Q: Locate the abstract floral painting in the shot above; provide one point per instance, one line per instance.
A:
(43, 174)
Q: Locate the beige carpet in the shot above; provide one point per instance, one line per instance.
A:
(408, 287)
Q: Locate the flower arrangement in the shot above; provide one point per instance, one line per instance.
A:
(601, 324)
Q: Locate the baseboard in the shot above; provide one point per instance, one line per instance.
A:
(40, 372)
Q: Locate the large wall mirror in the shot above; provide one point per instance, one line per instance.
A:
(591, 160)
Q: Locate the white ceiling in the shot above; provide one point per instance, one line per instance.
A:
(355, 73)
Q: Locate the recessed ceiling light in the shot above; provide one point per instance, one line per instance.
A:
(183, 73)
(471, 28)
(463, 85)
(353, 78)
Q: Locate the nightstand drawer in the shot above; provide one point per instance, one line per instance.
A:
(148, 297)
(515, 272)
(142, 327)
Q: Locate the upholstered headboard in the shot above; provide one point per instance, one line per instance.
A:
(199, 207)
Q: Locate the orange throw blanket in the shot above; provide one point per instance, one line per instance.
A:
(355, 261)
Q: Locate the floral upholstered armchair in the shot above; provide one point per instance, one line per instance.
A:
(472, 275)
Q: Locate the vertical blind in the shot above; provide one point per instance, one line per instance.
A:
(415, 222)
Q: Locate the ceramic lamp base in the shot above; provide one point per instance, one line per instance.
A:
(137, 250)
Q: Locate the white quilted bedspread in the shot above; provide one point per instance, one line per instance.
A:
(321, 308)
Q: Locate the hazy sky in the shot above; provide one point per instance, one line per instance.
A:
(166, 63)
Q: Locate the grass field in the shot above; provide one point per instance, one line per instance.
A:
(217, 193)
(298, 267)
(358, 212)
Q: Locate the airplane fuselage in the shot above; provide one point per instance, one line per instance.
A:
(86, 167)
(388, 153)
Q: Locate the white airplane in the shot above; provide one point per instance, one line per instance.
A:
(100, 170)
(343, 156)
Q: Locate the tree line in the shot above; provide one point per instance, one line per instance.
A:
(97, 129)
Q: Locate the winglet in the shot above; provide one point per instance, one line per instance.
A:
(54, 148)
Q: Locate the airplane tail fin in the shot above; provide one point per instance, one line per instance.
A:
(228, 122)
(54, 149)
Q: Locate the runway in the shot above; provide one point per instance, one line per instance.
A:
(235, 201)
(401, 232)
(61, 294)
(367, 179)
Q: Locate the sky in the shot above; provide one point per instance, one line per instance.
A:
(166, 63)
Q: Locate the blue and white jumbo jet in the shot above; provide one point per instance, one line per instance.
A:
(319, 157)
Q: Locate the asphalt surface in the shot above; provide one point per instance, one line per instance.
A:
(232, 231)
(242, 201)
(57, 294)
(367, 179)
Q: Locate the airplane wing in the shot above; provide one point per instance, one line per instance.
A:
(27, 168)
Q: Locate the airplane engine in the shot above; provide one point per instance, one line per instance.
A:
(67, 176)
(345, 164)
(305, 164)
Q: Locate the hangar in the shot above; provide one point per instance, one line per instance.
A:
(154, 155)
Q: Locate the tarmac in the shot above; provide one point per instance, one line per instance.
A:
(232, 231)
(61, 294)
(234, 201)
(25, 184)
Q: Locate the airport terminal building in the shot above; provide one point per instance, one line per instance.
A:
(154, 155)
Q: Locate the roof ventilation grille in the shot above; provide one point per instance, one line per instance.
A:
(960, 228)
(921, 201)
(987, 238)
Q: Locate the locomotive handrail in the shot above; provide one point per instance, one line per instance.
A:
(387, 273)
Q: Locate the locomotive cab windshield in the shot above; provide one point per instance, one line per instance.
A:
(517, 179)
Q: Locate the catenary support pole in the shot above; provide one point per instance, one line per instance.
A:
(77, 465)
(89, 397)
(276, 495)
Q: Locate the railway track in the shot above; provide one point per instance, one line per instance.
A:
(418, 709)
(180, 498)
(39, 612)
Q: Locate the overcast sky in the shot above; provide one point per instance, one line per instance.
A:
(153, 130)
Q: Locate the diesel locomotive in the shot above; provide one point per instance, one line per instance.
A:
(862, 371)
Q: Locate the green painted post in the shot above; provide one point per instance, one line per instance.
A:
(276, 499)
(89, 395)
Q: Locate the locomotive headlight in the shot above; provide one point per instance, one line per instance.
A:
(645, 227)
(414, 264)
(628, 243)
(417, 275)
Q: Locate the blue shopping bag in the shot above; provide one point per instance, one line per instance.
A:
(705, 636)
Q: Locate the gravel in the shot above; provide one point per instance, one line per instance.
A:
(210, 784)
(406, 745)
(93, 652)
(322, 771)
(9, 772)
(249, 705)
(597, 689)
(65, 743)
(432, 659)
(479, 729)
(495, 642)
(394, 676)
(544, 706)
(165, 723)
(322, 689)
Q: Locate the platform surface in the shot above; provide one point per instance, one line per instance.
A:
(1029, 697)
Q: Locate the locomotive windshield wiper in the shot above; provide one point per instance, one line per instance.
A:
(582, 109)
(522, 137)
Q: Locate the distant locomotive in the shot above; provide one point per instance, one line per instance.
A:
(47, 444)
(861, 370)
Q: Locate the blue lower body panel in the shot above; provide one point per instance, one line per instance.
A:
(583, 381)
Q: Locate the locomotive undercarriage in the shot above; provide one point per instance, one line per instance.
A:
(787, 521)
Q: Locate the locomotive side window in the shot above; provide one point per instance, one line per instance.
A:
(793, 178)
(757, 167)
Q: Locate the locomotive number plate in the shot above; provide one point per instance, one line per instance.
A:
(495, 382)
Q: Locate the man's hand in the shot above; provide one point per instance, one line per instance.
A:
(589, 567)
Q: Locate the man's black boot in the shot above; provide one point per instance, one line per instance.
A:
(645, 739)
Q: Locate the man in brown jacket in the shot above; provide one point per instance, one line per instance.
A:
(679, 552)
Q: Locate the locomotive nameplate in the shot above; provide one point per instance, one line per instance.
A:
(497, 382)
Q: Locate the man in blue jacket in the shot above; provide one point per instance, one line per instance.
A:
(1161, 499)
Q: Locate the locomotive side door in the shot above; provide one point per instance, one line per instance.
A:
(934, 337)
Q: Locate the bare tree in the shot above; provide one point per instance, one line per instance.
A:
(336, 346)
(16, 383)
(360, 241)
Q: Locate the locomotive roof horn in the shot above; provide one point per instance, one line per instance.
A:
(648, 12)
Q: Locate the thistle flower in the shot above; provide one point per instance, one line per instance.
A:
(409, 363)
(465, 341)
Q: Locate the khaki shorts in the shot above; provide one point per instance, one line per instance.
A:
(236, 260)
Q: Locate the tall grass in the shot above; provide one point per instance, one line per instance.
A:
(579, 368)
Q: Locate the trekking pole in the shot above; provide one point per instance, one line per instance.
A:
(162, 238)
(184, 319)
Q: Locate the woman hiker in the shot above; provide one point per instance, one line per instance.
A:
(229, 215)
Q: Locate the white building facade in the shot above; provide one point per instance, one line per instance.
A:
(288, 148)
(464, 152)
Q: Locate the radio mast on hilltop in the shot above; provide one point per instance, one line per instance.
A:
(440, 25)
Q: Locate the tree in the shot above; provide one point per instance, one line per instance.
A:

========

• **About this task**
Please retype the whole of the material above exactly.

• **Response**
Q: Locate the abstract floral painting in the shot above; provide one point per instance, one line per instance.
A:
(43, 174)
Q: Locate the beige carpet in the shot above; provide one point per instance, one line per instance.
A:
(408, 287)
Q: Locate the flower arrangement in the shot above; provide one point per instance, one line per instance.
A:
(601, 324)
Q: Locate the baseboard in the shot above; provide one point per instance, one line per instance.
A:
(40, 372)
Q: Locate the large wall mirror in the shot above; provide one point per instance, one line per instance.
A:
(591, 160)
Q: Locate the white ceiling in the shot above; provide one point per instance, one line per instance.
A:
(355, 73)
Q: Locate the recessed ceiling light in the shot above; provide one point per instance, one line per instance.
A:
(183, 73)
(471, 28)
(463, 85)
(353, 78)
Q: Locate the nightstand drawer in the shot above; provide one point per instance, one line per instance.
A:
(148, 297)
(515, 272)
(142, 327)
Q: Locate the upholstered headboard in the shot above; provide one point per instance, one line per instance.
A:
(199, 207)
Q: Locate the orange throw blanket in the shot above; provide one point per instance, one line per instance.
A:
(355, 261)
Q: Locate the floral upholstered armchair in the shot above; provide one point per instance, one line per instance.
A:
(472, 275)
Q: Locate the vertical blind in the shot above; provide one point per instance, one line per instance.
A:
(415, 222)
Q: Locate the ceramic lamp base in the shot above; provide one point per instance, one line per instance.
A:
(137, 250)
Q: Locate the white quilted bedspread in the shot above; provide one point per instance, one line per instance.
A:
(321, 308)
Q: Locate the hazy sky in the shot above; provide one point per instance, one line per instance.
A:
(166, 63)
Q: Locate the grass field in the shot above; provide one point per instance, one line per instance.
A:
(217, 193)
(298, 267)
(358, 212)
Q: Locate the airplane fuselage in the shot above; provide one point per instance, one line per instance.
A:
(86, 167)
(388, 153)
Q: Locate the white airplane in the shot above; provide one point per instance, one line per instance.
A:
(100, 170)
(343, 156)
Q: Locate the tree line in the shot above; provide one point per instance, one line per instance.
A:
(97, 129)
Q: Locate the winglet in the shot above; provide one point per instance, one line per instance.
A:
(54, 148)
Q: Locate the airplane tail fin in the shot above; provide one point per instance, one line per instance.
A:
(228, 122)
(54, 149)
Q: Locate the runway in the shot above; provide one point per instance, one line per instance.
A:
(235, 201)
(401, 232)
(61, 294)
(367, 179)
Q: Locate the sky in the shot above; provide one point per instance, one line per instance.
A:
(166, 63)
Q: Locate the blue and white jumbo jet in the shot above; provide one point per instance, one line per instance.
A:
(319, 157)
Q: Locate the asphalt surface in the shot above; provide one point per instance, one line per instance.
A:
(232, 231)
(242, 201)
(57, 294)
(367, 179)
Q: Locate the airplane wing in the shot above; provide one point per instance, one line per instance.
A:
(27, 168)
Q: Locate the airplane engine in the shot above; provide one point per instance, one line per instance.
A:
(67, 176)
(345, 164)
(305, 164)
Q: Locate the hangar in the shot above; provide one point per instance, one line per instance.
A:
(154, 155)
Q: Locate the tarmac in the shot above; provide one point per instance, one line per instance.
A:
(232, 231)
(61, 294)
(234, 201)
(25, 184)
Q: Locate the airport terminal building in the shot above; provide one point per instance, one line per instance.
A:
(154, 155)
Q: Locate the roof ventilation grille in the shot above; provide one point per instance, one line per instance.
A:
(960, 228)
(921, 201)
(987, 238)
Q: Locate the locomotive handrail in the shot above; provide one point per instance, one line per instance.
A:
(387, 273)
Q: Locate the locomotive cab windshield in the shot above; provide one point per instance, one line per instance.
A:
(517, 179)
Q: Locate the catenary support pole in the shot above; provide one point per instance, one line per instance.
A:
(77, 465)
(89, 397)
(276, 495)
Q: Locate the railway track in the shot above; provide one point per instance, one line per instance.
A:
(418, 709)
(180, 498)
(39, 612)
Q: Locate the overcast sky in the shot above; provide one point per instance, one line per instance.
A:
(153, 130)
Q: Locate the diesel locomotive in the shot above; provide one point per instance, one line per instance.
A:
(862, 371)
Q: Locate the green painted post in the shot above; provide one point per instance, one line per instance.
A:
(276, 499)
(89, 395)
Q: Locate the locomotive headlight in the shot above; provide one point per instance, one line per instance.
A:
(645, 227)
(414, 264)
(628, 243)
(417, 275)
Q: Locate the blue shopping bag in the shot above; provide one point per instance, one line per instance.
A:
(705, 636)
Q: Locate the gravel in the shot above; provide one point per instance, one line per instance.
A:
(210, 784)
(406, 745)
(93, 652)
(322, 771)
(9, 772)
(249, 705)
(597, 689)
(65, 743)
(432, 659)
(479, 729)
(495, 642)
(394, 676)
(544, 706)
(165, 723)
(322, 689)
Q: Locate the platform surface in the shot above; provide one point per instance, one line per instance.
A:
(1029, 697)
Q: Locate the locomotive windshield wiper in the shot above; provide one point per instance, one line per instance.
A:
(582, 109)
(522, 137)
Q: Locate the distant locomotive in the shot above; provide one point per instance, one line per instance.
A:
(47, 444)
(861, 370)
Q: Locate the blue lower body panel in the shot above; provide one point per instance, one line per instance.
A:
(583, 381)
Q: Locate the locomotive undercarriage in the shot above; provide one point per instance, one line per instance.
A:
(787, 521)
Q: Locate the locomotive side window in the shot above; provide one point per instance, one line per instance.
A:
(793, 178)
(757, 167)
Q: Locate the locomotive number plate in the shot above; provide one point per instance, one line per instance.
A:
(495, 382)
Q: Locate the man's hand in the shot above; provide one point per instance, one line per instance.
A:
(589, 567)
Q: Locate the man's black boot in the shot above; provide one point per instance, one line per instance.
A:
(645, 739)
Q: Locate the man in brown jacket in the shot above; provide one point per instance, one line per instance.
A:
(679, 552)
Q: Locate the locomotive nameplate in the shot above; provide one point per instance, one line per instance.
A:
(497, 382)
Q: Locate the man in blue jacket in the shot above; provide one point per instance, one line per instance.
A:
(1161, 499)
Q: Locate the locomotive side door in the shot above; provide one point per instance, one line per instance.
A:
(934, 337)
Q: Locate the bare tree in the shot above; provide one point per instance, one line per instance.
A:
(336, 346)
(16, 383)
(360, 241)
Q: Locate the locomotive roof horn in the shot above; provide one point per instance, one line per instance.
A:
(648, 12)
Q: Locate the thistle flower in the shot above; provide one point per instance, one line per instance.
A:
(409, 363)
(465, 341)
Q: Locate the khaki shorts in the shot above; provide one point per instance, one line per instance.
A:
(236, 260)
Q: Locate the tall grass in the shot above; provide one point per instance, one line per instance.
A:
(579, 368)
Q: Locate the trekking pole in the shot above; provide one point per instance, one line per instance.
A:
(162, 238)
(184, 319)
Q: Locate the woman hiker in the shot above; provide one point per instance, one line per instance.
A:
(229, 215)
Q: Locate the white building facade in the shot above; provide one point per instance, one line per instance.
A:
(288, 148)
(464, 152)
Q: Locate the radio mast on hilltop in the shot above; provide one point per instance, one line per instance.
A:
(440, 25)
Q: Locate the tree in the shot above; provide one point per instance, one line per instance.
A:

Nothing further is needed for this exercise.